# [GIVEN TEXT]

________

Originally Posted by Rich View Post
So, Bob admits - rightly - that excellent, expensive, high-tech healthcare is going to have to either be rationed or otherwise severely limited. Why oh why would anyone or any company make some high-tech super-duper cure-all machine when it knows from the outset that it will never recoup its costs? This is the flaw of universal coverage. I applaud Bob's admission of that fact, but it doesn't precisely fill me with confidence in the forthcoming control over my health by HHS.
Rich, I experience European healthcare. Have experienced it all my life, except for the year I lived in South-Asia and Afghanistan and the six months I spent in Ann Arbor, Michigan teaching. So I can consider myself a bit of an expert. I also have three years experience with the Israeli system, which is probably the most comprehensive public health care system around.

________

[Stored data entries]

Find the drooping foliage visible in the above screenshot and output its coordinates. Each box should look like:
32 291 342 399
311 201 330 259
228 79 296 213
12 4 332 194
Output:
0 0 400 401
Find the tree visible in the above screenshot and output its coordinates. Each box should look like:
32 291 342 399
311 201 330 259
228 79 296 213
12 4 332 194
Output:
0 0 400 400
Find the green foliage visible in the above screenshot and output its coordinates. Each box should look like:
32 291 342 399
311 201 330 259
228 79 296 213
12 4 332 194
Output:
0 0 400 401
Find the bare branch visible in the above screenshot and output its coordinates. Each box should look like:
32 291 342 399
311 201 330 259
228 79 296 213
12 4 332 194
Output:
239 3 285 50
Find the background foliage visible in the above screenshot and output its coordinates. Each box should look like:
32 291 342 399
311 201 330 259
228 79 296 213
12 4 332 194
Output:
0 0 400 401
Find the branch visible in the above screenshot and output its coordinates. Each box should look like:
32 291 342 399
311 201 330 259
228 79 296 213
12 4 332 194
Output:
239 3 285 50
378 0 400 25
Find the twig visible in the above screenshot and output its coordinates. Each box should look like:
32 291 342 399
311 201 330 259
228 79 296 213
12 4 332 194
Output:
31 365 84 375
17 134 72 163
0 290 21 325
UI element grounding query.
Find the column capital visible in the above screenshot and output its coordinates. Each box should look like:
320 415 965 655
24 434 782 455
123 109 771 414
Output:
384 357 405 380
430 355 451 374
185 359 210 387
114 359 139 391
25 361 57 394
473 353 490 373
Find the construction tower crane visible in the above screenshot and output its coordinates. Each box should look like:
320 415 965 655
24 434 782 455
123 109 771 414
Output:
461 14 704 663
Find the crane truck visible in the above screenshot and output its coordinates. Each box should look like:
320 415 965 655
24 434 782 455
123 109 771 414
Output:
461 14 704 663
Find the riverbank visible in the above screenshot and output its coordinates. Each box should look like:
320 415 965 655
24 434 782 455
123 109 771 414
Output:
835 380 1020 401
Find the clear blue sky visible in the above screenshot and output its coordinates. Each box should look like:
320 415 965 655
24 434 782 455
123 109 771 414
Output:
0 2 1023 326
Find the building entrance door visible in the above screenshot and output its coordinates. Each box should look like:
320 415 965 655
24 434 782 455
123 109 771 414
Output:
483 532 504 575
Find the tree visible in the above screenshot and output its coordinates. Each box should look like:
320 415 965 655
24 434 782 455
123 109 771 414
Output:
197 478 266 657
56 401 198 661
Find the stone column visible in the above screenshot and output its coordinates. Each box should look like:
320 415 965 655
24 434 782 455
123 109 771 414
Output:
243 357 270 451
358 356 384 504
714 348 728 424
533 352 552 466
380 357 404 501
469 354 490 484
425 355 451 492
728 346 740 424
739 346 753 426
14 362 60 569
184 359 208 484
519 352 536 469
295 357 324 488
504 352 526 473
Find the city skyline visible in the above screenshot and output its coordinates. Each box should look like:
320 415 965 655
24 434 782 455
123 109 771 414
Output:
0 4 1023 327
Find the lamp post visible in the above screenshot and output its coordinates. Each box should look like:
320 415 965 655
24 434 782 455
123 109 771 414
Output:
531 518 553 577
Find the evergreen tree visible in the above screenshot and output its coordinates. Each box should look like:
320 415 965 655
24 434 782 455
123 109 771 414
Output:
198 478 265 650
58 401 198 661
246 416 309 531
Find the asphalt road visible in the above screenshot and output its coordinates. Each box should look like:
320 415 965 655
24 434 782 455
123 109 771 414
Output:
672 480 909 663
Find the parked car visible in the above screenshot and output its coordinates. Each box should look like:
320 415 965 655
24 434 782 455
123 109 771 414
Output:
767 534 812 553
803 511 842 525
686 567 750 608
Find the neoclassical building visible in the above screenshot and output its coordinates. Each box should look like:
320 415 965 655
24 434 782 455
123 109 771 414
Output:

________

Can you condense the paragraph of the healthcare forum post that begins "Rich, I experience European healthcare" into a short list of its main facts?

- The writer has used European healthcare all their life, except for a year in South-Asia and Afghanistan and six months teaching in Ann Arbor, Michigan.
- On that basis, the writer considers themselves a bit of an expert.
- The writer also has three years of experience with the Israeli system, which they call probably the most comprehensive public health care system around.